═══ Given entries

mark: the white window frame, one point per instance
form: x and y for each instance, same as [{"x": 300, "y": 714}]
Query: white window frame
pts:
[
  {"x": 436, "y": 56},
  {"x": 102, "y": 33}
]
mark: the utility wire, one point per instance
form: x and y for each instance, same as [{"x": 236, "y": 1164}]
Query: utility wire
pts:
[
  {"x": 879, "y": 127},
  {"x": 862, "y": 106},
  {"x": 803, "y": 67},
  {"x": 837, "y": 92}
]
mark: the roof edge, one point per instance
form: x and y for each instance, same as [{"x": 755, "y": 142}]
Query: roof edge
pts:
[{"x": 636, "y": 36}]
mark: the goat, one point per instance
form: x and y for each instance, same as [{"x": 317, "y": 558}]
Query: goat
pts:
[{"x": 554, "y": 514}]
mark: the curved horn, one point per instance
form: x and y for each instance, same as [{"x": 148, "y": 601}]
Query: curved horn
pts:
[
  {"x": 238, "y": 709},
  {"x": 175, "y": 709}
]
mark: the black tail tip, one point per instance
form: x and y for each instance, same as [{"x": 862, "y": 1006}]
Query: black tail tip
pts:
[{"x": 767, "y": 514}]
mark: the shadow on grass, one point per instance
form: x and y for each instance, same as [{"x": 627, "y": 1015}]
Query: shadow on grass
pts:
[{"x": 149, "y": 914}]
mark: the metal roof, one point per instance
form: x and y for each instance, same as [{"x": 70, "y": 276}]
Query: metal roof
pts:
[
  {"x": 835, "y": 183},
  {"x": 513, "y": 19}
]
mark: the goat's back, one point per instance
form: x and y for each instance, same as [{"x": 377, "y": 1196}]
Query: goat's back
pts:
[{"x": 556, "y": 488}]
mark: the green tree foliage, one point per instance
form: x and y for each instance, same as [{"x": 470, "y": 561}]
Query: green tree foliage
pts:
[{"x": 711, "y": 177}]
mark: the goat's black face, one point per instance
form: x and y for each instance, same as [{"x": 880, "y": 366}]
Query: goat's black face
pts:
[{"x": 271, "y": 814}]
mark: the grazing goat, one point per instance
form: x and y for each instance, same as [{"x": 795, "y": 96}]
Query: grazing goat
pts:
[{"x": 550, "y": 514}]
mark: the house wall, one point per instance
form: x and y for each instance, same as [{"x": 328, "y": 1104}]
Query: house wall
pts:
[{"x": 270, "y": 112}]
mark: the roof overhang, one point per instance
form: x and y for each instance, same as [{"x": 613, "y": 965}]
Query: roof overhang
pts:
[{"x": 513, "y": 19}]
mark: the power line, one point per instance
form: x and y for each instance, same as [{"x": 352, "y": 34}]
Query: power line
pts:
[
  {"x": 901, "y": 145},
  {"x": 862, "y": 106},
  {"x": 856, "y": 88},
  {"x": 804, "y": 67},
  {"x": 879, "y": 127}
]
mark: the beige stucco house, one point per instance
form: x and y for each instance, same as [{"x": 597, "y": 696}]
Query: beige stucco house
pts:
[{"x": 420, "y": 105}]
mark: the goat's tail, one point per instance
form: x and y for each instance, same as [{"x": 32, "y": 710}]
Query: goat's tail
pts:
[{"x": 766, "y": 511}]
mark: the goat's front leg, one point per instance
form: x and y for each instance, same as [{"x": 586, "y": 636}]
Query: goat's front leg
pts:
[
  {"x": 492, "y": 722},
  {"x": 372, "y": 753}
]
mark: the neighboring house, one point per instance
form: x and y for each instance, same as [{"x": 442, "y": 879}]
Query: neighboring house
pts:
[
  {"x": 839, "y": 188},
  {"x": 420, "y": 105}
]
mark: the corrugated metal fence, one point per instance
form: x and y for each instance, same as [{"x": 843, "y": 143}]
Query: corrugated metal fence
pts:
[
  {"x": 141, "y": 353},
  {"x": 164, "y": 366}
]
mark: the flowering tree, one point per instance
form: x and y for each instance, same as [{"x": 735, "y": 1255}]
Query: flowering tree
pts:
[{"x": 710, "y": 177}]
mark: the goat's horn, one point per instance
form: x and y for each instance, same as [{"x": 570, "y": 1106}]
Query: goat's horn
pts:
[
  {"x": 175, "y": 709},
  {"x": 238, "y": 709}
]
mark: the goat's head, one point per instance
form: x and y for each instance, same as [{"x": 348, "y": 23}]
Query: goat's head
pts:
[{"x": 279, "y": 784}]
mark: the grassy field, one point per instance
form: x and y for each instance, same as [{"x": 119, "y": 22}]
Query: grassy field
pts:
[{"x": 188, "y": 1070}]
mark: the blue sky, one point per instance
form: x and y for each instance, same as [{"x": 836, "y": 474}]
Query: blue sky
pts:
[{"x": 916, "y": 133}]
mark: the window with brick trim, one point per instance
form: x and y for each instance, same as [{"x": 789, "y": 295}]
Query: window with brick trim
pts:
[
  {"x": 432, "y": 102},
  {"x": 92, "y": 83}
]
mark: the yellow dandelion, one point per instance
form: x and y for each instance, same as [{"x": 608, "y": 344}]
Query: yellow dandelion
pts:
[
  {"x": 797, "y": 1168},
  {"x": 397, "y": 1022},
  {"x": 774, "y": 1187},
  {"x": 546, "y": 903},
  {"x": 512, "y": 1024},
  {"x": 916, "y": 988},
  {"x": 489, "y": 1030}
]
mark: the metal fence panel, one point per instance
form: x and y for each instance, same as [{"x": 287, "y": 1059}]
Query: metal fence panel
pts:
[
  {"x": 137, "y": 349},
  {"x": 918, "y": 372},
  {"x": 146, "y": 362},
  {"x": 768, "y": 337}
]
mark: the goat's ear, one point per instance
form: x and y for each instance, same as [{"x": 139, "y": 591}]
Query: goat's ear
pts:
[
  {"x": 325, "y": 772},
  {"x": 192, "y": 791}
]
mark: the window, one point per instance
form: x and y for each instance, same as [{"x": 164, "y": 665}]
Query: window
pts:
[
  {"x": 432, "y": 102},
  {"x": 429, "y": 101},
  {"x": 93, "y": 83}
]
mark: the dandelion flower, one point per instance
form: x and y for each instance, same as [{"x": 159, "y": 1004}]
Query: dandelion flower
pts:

══════

▸ **Instructions for the task**:
Search the records for the word "utility", then list every line that has it.

▸ **Reply to the task**:
mark: the utility wire, one point per instance
Query: utility wire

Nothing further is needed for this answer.